■ WRITTEN EXERCISE:
Copy every line of the listing exactly.

+++

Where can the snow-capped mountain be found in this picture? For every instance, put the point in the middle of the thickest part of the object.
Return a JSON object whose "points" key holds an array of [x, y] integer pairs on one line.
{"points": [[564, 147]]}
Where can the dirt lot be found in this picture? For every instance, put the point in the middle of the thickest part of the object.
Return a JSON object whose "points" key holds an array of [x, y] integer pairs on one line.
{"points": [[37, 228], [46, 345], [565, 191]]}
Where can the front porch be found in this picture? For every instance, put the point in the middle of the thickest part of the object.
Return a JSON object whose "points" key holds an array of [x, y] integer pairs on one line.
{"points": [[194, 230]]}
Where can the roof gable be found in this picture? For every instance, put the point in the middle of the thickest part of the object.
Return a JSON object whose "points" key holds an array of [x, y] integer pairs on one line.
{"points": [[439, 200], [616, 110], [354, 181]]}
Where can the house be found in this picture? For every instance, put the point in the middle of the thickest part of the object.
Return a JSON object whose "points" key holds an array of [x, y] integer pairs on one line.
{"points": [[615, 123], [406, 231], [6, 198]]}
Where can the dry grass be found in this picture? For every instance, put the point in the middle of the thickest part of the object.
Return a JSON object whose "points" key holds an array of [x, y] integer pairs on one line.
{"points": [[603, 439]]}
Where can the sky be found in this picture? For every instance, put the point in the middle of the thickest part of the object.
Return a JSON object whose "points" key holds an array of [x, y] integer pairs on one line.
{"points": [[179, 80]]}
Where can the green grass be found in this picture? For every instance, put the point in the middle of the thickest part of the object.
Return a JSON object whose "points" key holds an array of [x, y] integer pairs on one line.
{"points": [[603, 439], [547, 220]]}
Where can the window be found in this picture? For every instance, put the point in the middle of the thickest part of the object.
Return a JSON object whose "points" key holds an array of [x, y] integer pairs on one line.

+++

■ WORKED SOLUTION:
Where can the snow-capped mountain be found in this picture? For every instance, put the point in the middle of the thickest part of the object.
Return a JSON object whose "points" key holds an array of [x, y] integer pairs on one line.
{"points": [[564, 147]]}
Where can the dirt lot be found in this picture? For every instance, put the point in the middle of the thickest part of the object.
Return a JSON object whose "points" key holds an array of [x, y] integer pairs on one line.
{"points": [[37, 228], [46, 345], [565, 191]]}
Where can the front porch be found in this picture? For every instance, put the point in the middle of the thickest part of the object.
Return a JSON object whose "points" key holds an array of [x, y] integer pairs on one line.
{"points": [[194, 230]]}
Where can the roof gable be found in this picture? For every instance, put the point in the middle of the thickest part of the object.
Return a JSON object whose "points" key holds an array of [x, y] integer pairs on one line.
{"points": [[439, 200], [616, 110], [354, 181]]}
Where can the house be found in this picture? For every instance, put the point in the middle of the thickest part of the object.
Return a JSON object whose "points" key holds an array of [x, y] integer pairs on one line.
{"points": [[615, 123], [406, 231], [6, 198]]}
Where can the dry grass be found in this picture? For every instance, put the point in the middle of the thickest part of the object.
Return a JSON object whose "points" key holds an array of [x, y] integer pairs on one line.
{"points": [[603, 439]]}
Where can the sky be found in this picture? For every instance, put the point in the middle of the thickest part of the object.
Return a JSON object whose "points" key holds an array of [x, y] integer pairs on one line.
{"points": [[179, 80]]}
Where can the green grass be found in this picture? For every instance, put the point in the middle of the thickest part of the object.
Return a JSON object whose "points" key holds an array of [x, y] integer pairs on one line.
{"points": [[603, 439], [547, 220]]}
Where can the window be found in this picture? For every instance, put the point in the middle of the thickest part of the object.
Return a JSON object whose "points" key holds an array of [x, y] integer pairs on one line.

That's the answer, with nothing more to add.